EXERCISE DATA
--- Begin ---
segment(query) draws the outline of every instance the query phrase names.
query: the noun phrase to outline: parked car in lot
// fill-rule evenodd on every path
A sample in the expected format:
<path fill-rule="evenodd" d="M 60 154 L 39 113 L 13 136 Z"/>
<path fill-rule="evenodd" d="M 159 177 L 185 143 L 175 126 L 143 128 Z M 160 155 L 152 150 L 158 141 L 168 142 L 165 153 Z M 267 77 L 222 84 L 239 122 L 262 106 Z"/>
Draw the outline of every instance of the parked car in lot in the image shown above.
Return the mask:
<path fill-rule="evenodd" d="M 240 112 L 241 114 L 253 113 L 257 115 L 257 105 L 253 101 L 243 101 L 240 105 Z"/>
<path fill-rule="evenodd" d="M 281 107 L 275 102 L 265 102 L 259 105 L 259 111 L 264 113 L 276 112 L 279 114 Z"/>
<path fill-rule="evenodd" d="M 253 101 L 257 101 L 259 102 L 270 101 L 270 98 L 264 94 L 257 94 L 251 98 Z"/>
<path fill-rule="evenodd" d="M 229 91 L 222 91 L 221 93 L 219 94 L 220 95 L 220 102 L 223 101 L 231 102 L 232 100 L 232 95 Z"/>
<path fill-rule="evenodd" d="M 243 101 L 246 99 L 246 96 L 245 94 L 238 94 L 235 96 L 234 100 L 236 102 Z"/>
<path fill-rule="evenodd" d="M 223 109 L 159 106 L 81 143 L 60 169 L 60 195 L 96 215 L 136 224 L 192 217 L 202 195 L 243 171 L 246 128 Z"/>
--- End ---
WRITTEN TASK
Rewrite the data as a numbered list, from its first line through the line that contains "229 91 L 222", and leave out blank lines.

FULL OUTPUT
1. segment(query) draws the outline of every instance the query phrase names.
2. query: the noun phrase to outline: parked car in lot
3. // fill-rule evenodd on every path
4. A sample in the expected format:
5. <path fill-rule="evenodd" d="M 60 154 L 39 113 L 13 136 Z"/>
6. <path fill-rule="evenodd" d="M 159 177 L 185 143 L 175 126 L 143 128 Z M 160 155 L 152 150 L 158 141 L 168 142 L 165 153 Z M 267 77 L 222 84 L 239 122 L 262 106 Z"/>
7. Draw the outline of every instance of the parked car in lot in the image shown above.
8. Return the mask:
9. <path fill-rule="evenodd" d="M 240 112 L 241 114 L 253 113 L 257 115 L 257 105 L 253 101 L 243 101 L 240 105 Z"/>
10. <path fill-rule="evenodd" d="M 281 107 L 275 102 L 265 102 L 259 105 L 259 111 L 264 113 L 276 112 L 279 114 Z"/>
11. <path fill-rule="evenodd" d="M 253 101 L 257 101 L 259 102 L 270 101 L 270 98 L 264 94 L 257 94 L 251 98 Z"/>
12. <path fill-rule="evenodd" d="M 229 91 L 222 91 L 221 93 L 219 94 L 220 95 L 220 102 L 223 101 L 231 102 L 232 100 L 232 95 Z"/>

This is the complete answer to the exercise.